• [Exercise]: Examine each line of the data. Copy those that contain the string "blue".

Dataset records:
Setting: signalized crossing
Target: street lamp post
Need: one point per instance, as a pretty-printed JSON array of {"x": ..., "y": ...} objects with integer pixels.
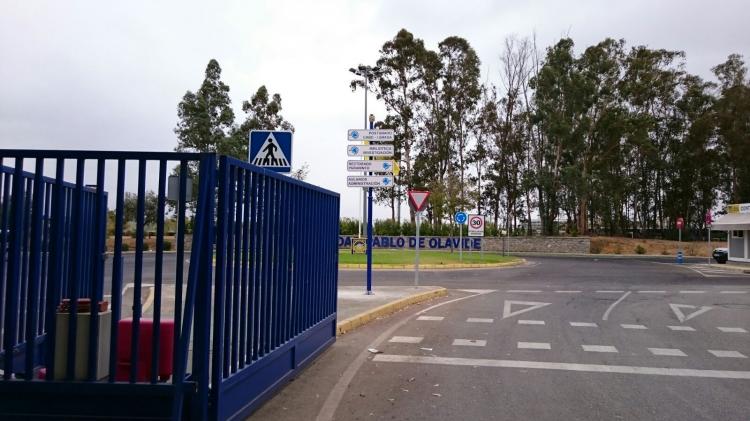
[{"x": 367, "y": 72}]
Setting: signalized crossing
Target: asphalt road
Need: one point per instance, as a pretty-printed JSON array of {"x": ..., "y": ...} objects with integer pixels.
[{"x": 556, "y": 339}]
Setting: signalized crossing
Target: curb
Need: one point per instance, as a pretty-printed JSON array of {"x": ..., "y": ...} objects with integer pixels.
[
  {"x": 361, "y": 319},
  {"x": 433, "y": 266}
]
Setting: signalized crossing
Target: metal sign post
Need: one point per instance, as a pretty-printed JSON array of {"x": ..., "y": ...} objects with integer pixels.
[
  {"x": 416, "y": 254},
  {"x": 460, "y": 218},
  {"x": 418, "y": 202}
]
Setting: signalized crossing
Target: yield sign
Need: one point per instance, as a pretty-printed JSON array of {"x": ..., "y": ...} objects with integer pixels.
[
  {"x": 418, "y": 199},
  {"x": 682, "y": 317},
  {"x": 531, "y": 305}
]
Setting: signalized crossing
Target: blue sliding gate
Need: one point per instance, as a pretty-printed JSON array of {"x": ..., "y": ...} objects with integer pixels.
[{"x": 208, "y": 330}]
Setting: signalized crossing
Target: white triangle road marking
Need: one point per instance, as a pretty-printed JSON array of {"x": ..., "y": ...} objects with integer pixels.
[
  {"x": 532, "y": 305},
  {"x": 270, "y": 154},
  {"x": 676, "y": 308}
]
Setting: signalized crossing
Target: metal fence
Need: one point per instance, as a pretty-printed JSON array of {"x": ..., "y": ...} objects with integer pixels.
[{"x": 257, "y": 282}]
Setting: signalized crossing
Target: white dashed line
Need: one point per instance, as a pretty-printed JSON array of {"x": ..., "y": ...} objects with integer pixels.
[
  {"x": 533, "y": 345},
  {"x": 531, "y": 322},
  {"x": 726, "y": 354},
  {"x": 682, "y": 328},
  {"x": 732, "y": 329},
  {"x": 599, "y": 348},
  {"x": 479, "y": 320},
  {"x": 469, "y": 342},
  {"x": 667, "y": 352},
  {"x": 626, "y": 326},
  {"x": 406, "y": 339},
  {"x": 587, "y": 368}
]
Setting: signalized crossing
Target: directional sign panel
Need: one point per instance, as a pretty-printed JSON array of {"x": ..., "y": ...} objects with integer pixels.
[
  {"x": 369, "y": 181},
  {"x": 369, "y": 150},
  {"x": 271, "y": 150},
  {"x": 377, "y": 135},
  {"x": 476, "y": 225},
  {"x": 370, "y": 166}
]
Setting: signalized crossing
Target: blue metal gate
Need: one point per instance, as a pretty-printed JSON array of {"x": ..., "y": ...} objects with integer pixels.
[{"x": 258, "y": 301}]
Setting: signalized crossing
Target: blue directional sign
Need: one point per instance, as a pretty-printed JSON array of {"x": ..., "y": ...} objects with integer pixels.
[{"x": 271, "y": 150}]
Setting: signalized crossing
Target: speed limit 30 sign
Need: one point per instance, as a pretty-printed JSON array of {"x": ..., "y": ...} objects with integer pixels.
[{"x": 476, "y": 225}]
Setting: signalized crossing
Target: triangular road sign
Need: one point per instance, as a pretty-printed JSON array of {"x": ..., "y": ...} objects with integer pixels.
[
  {"x": 270, "y": 154},
  {"x": 682, "y": 317},
  {"x": 532, "y": 305},
  {"x": 418, "y": 199}
]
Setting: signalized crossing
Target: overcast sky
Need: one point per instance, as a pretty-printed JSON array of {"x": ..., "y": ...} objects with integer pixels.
[{"x": 109, "y": 75}]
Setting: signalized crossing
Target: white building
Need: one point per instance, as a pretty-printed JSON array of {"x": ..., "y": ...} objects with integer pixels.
[{"x": 737, "y": 223}]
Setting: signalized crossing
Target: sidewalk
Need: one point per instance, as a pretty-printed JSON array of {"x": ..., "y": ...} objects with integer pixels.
[{"x": 355, "y": 308}]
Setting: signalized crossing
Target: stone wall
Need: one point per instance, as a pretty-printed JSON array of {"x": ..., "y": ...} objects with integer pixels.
[{"x": 575, "y": 245}]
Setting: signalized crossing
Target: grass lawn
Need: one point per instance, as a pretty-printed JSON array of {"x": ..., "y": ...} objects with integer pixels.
[{"x": 406, "y": 257}]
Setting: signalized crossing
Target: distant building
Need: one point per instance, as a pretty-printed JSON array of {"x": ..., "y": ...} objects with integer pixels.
[{"x": 737, "y": 224}]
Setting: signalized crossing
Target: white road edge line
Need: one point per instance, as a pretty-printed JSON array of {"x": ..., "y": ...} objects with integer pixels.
[
  {"x": 587, "y": 368},
  {"x": 609, "y": 310}
]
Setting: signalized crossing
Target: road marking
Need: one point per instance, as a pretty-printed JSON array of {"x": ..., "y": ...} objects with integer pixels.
[
  {"x": 531, "y": 322},
  {"x": 606, "y": 313},
  {"x": 469, "y": 342},
  {"x": 479, "y": 291},
  {"x": 583, "y": 324},
  {"x": 732, "y": 329},
  {"x": 533, "y": 305},
  {"x": 682, "y": 328},
  {"x": 599, "y": 348},
  {"x": 338, "y": 390},
  {"x": 431, "y": 318},
  {"x": 479, "y": 320},
  {"x": 587, "y": 368},
  {"x": 676, "y": 308},
  {"x": 726, "y": 354},
  {"x": 667, "y": 352},
  {"x": 406, "y": 339},
  {"x": 533, "y": 345}
]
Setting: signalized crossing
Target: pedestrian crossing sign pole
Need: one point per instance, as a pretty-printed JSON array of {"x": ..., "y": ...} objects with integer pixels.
[{"x": 271, "y": 150}]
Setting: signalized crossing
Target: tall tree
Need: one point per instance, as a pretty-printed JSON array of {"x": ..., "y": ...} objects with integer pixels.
[{"x": 205, "y": 117}]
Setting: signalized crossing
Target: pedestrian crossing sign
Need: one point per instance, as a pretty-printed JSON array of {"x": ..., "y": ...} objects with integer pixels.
[{"x": 271, "y": 150}]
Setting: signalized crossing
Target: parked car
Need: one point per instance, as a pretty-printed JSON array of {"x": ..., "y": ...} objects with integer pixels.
[{"x": 720, "y": 254}]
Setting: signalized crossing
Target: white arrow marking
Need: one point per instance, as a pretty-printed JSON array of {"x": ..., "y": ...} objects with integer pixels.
[
  {"x": 532, "y": 306},
  {"x": 682, "y": 317}
]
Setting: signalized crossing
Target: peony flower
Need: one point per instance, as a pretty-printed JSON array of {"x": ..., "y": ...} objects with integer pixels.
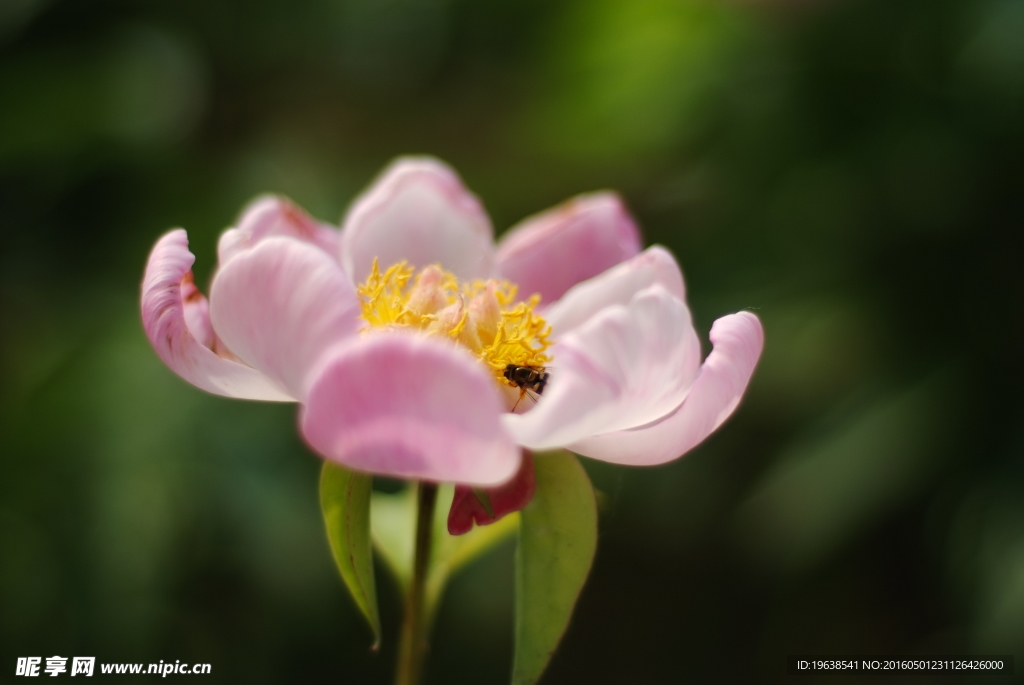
[{"x": 399, "y": 335}]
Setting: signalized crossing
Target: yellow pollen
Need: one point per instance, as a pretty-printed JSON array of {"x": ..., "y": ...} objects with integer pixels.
[{"x": 482, "y": 315}]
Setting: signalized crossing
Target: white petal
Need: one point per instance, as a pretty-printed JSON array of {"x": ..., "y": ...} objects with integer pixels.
[
  {"x": 418, "y": 211},
  {"x": 616, "y": 286},
  {"x": 626, "y": 367},
  {"x": 738, "y": 340},
  {"x": 280, "y": 305},
  {"x": 165, "y": 315}
]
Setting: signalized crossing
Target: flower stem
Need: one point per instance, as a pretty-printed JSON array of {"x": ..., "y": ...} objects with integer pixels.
[{"x": 413, "y": 646}]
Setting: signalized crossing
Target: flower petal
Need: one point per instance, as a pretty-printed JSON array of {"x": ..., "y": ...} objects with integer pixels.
[
  {"x": 272, "y": 215},
  {"x": 626, "y": 367},
  {"x": 418, "y": 211},
  {"x": 503, "y": 500},
  {"x": 280, "y": 305},
  {"x": 551, "y": 252},
  {"x": 172, "y": 325},
  {"x": 738, "y": 340},
  {"x": 616, "y": 286},
  {"x": 410, "y": 407}
]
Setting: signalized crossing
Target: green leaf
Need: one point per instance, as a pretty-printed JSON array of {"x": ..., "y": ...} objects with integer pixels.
[
  {"x": 393, "y": 531},
  {"x": 557, "y": 541},
  {"x": 345, "y": 502}
]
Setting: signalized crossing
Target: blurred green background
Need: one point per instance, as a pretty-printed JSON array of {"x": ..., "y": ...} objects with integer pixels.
[{"x": 852, "y": 171}]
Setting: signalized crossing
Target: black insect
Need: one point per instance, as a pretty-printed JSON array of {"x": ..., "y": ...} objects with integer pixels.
[{"x": 526, "y": 379}]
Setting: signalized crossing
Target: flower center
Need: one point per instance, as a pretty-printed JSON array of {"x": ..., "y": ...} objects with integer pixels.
[{"x": 480, "y": 314}]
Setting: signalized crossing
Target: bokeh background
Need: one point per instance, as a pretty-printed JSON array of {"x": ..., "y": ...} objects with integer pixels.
[{"x": 851, "y": 170}]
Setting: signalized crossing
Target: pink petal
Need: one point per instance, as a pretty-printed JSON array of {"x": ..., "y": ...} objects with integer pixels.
[
  {"x": 166, "y": 317},
  {"x": 506, "y": 499},
  {"x": 197, "y": 312},
  {"x": 410, "y": 407},
  {"x": 625, "y": 368},
  {"x": 738, "y": 340},
  {"x": 551, "y": 252},
  {"x": 616, "y": 286},
  {"x": 272, "y": 215},
  {"x": 418, "y": 211},
  {"x": 280, "y": 305}
]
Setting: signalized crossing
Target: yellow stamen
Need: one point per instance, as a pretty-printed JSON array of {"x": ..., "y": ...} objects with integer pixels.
[{"x": 508, "y": 333}]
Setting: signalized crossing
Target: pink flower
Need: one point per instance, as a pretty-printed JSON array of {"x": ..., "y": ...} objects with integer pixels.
[{"x": 394, "y": 334}]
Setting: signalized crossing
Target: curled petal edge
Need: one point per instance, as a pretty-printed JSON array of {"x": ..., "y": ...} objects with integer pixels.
[
  {"x": 737, "y": 341},
  {"x": 167, "y": 273}
]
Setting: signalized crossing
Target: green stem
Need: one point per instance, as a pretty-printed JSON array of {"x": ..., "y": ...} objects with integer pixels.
[{"x": 413, "y": 646}]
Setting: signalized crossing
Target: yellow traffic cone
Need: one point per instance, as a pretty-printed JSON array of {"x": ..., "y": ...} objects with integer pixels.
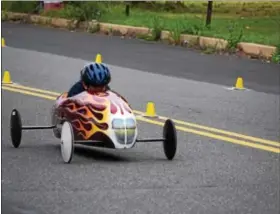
[
  {"x": 7, "y": 78},
  {"x": 150, "y": 110},
  {"x": 98, "y": 58},
  {"x": 3, "y": 43},
  {"x": 239, "y": 83}
]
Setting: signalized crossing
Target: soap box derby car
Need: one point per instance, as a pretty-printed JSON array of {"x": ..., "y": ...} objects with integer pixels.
[{"x": 103, "y": 119}]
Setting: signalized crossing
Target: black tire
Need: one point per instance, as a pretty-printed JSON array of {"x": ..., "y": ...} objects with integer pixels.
[
  {"x": 15, "y": 128},
  {"x": 170, "y": 139}
]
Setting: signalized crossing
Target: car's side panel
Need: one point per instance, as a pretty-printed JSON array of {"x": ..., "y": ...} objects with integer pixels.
[{"x": 102, "y": 116}]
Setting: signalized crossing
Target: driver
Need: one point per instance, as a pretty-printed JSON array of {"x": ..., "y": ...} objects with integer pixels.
[{"x": 94, "y": 77}]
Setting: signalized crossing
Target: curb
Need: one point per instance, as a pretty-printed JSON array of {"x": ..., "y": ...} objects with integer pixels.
[{"x": 251, "y": 49}]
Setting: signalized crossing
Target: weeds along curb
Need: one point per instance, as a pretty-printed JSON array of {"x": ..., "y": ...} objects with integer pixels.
[{"x": 251, "y": 49}]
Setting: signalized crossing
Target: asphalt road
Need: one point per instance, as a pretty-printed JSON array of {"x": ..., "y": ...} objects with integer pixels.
[{"x": 207, "y": 175}]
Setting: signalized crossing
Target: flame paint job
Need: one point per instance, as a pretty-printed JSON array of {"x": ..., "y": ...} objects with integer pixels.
[{"x": 91, "y": 115}]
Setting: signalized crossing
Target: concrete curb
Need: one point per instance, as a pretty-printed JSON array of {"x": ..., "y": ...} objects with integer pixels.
[{"x": 251, "y": 49}]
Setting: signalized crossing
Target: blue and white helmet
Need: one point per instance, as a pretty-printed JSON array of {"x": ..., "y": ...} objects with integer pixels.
[{"x": 96, "y": 74}]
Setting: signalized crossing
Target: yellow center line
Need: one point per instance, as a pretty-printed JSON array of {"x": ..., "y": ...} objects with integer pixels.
[
  {"x": 269, "y": 142},
  {"x": 210, "y": 129},
  {"x": 20, "y": 89}
]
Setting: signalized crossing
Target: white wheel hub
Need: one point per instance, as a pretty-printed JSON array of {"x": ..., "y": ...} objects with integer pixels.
[{"x": 67, "y": 142}]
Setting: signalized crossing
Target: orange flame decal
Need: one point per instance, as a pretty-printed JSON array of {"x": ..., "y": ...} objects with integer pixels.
[{"x": 87, "y": 117}]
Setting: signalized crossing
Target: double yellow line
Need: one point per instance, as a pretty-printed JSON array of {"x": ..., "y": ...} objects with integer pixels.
[{"x": 214, "y": 133}]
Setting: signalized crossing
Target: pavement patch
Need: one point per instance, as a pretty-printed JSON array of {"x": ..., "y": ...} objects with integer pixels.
[{"x": 274, "y": 146}]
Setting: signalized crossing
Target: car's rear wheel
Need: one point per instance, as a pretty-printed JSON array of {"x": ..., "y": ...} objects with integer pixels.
[
  {"x": 170, "y": 139},
  {"x": 15, "y": 128}
]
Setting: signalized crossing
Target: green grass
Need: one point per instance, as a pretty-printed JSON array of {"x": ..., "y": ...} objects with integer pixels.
[
  {"x": 264, "y": 30},
  {"x": 259, "y": 22}
]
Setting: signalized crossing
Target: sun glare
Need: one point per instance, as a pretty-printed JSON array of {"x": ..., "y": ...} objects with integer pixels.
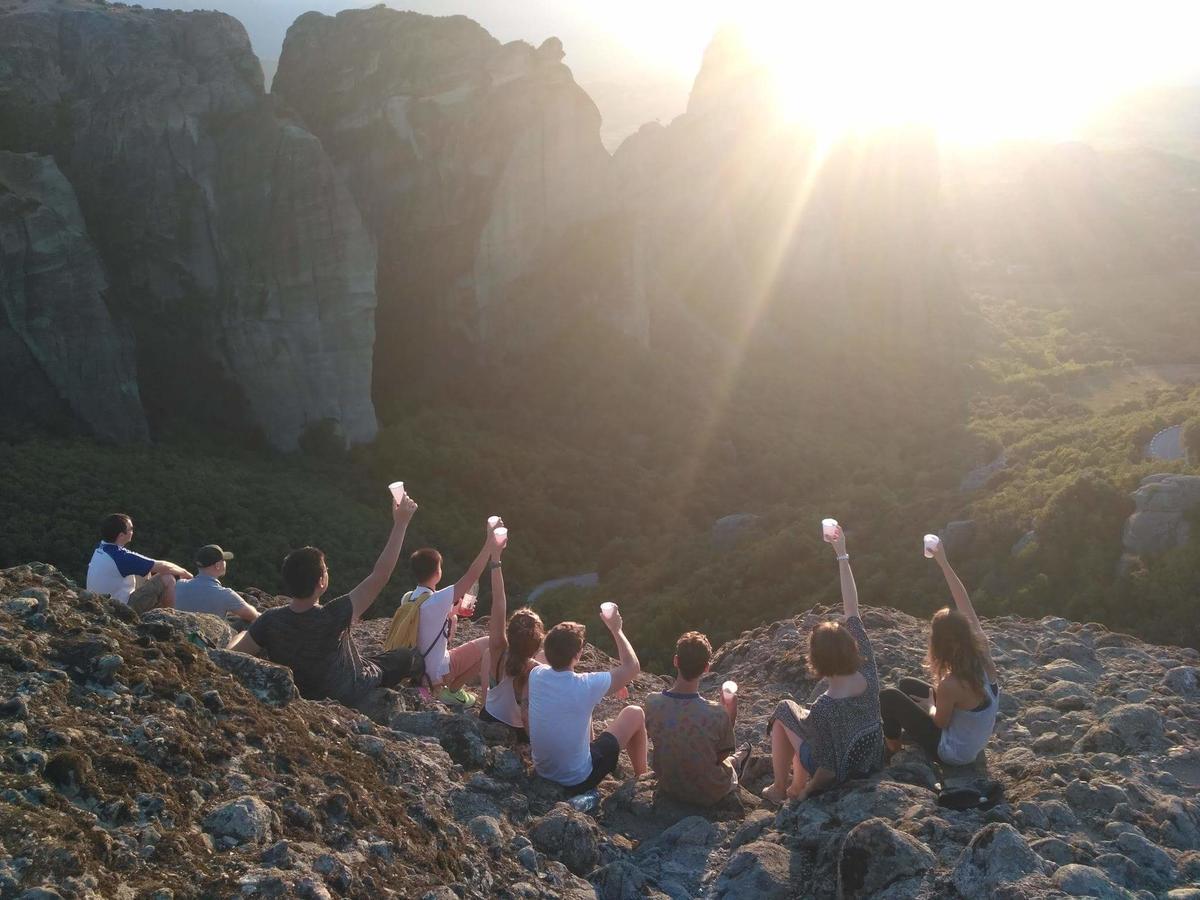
[{"x": 973, "y": 71}]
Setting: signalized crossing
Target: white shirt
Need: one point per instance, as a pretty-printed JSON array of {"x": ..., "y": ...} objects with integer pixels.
[
  {"x": 431, "y": 630},
  {"x": 559, "y": 726}
]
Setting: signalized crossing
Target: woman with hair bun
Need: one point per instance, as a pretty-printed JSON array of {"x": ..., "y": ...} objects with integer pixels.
[{"x": 952, "y": 718}]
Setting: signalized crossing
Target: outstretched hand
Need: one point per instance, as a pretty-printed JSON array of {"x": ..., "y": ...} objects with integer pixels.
[
  {"x": 497, "y": 543},
  {"x": 403, "y": 509}
]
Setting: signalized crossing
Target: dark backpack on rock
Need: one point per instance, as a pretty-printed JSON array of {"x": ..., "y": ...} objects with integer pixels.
[{"x": 964, "y": 797}]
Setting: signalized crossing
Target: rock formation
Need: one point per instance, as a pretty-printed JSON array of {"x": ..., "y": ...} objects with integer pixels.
[
  {"x": 136, "y": 766},
  {"x": 479, "y": 169},
  {"x": 232, "y": 250},
  {"x": 1159, "y": 521},
  {"x": 59, "y": 342}
]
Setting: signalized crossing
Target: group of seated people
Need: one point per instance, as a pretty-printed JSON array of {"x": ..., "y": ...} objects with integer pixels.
[{"x": 529, "y": 682}]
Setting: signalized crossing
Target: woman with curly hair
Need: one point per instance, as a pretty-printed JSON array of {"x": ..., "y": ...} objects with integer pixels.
[
  {"x": 953, "y": 718},
  {"x": 839, "y": 737},
  {"x": 514, "y": 649}
]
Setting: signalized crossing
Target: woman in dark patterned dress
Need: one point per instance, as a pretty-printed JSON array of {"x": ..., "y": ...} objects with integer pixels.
[{"x": 840, "y": 736}]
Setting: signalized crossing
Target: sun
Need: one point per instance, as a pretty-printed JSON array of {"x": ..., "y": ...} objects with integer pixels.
[{"x": 973, "y": 71}]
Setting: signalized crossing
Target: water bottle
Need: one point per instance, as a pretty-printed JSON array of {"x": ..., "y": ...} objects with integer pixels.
[{"x": 586, "y": 802}]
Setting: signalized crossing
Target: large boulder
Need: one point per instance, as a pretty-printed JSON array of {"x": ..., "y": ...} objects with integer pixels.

• [Task response]:
Target: blue sliding gate
Target: blue metal gate
Target: blue directional sign
Target: blue and white helmet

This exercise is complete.